▶ **Exercise description**
Using the listing below, report how many lines hold the word "upper", and nothing else.

* * *

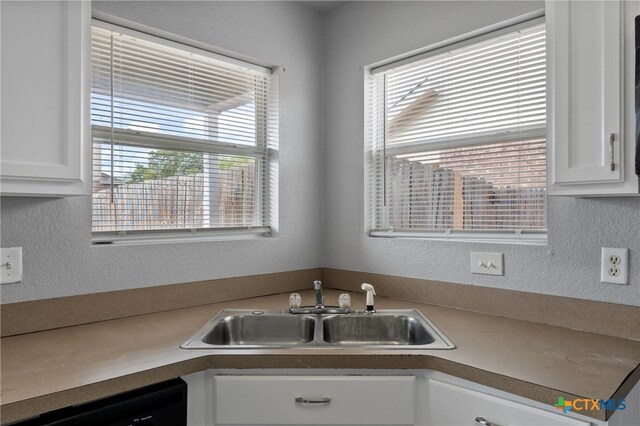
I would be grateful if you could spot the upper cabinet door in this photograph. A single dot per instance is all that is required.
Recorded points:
(45, 97)
(590, 143)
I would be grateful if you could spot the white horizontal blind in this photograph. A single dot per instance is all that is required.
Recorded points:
(457, 140)
(181, 139)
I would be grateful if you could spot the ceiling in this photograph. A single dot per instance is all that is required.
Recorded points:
(321, 7)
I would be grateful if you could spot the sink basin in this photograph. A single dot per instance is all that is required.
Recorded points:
(375, 330)
(385, 329)
(248, 329)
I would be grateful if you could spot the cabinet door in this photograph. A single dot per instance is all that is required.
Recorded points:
(45, 97)
(303, 400)
(453, 405)
(586, 133)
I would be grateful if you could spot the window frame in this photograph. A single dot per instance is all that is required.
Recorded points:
(265, 148)
(373, 153)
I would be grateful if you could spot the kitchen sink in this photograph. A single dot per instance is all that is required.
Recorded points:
(375, 330)
(384, 329)
(241, 328)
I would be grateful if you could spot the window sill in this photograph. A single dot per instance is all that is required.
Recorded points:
(524, 238)
(178, 236)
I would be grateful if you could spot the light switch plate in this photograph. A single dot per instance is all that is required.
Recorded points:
(487, 263)
(10, 265)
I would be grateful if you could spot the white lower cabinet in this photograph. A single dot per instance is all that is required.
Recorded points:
(309, 400)
(370, 397)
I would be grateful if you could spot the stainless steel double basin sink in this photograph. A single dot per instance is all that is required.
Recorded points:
(255, 329)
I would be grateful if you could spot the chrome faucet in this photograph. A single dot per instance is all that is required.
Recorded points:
(317, 286)
(319, 307)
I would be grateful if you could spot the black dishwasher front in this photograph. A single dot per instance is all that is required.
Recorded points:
(162, 404)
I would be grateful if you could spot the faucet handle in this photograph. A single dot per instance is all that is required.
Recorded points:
(344, 300)
(295, 300)
(370, 293)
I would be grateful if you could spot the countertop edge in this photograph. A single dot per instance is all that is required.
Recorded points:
(31, 407)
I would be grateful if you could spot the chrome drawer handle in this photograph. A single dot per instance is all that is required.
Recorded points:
(483, 422)
(301, 400)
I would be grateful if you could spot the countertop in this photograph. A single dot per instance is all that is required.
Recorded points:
(52, 369)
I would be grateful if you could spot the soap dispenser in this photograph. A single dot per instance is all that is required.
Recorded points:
(370, 293)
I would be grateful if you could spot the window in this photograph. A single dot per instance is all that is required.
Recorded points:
(456, 144)
(184, 140)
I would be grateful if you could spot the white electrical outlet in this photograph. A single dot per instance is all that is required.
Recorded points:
(487, 263)
(614, 266)
(10, 265)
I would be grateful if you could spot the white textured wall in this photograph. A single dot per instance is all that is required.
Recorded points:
(55, 233)
(361, 33)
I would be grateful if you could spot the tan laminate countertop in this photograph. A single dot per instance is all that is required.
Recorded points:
(52, 369)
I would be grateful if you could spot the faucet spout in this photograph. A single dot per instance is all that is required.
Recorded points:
(317, 286)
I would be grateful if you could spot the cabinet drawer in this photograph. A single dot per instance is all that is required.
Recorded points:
(453, 405)
(268, 400)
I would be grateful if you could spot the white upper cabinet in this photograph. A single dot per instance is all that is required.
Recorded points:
(591, 111)
(45, 98)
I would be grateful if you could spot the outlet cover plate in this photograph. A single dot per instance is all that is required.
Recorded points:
(614, 265)
(487, 263)
(10, 265)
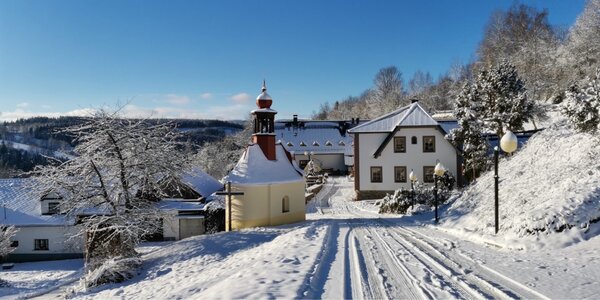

* * *

▶ **Answer section**
2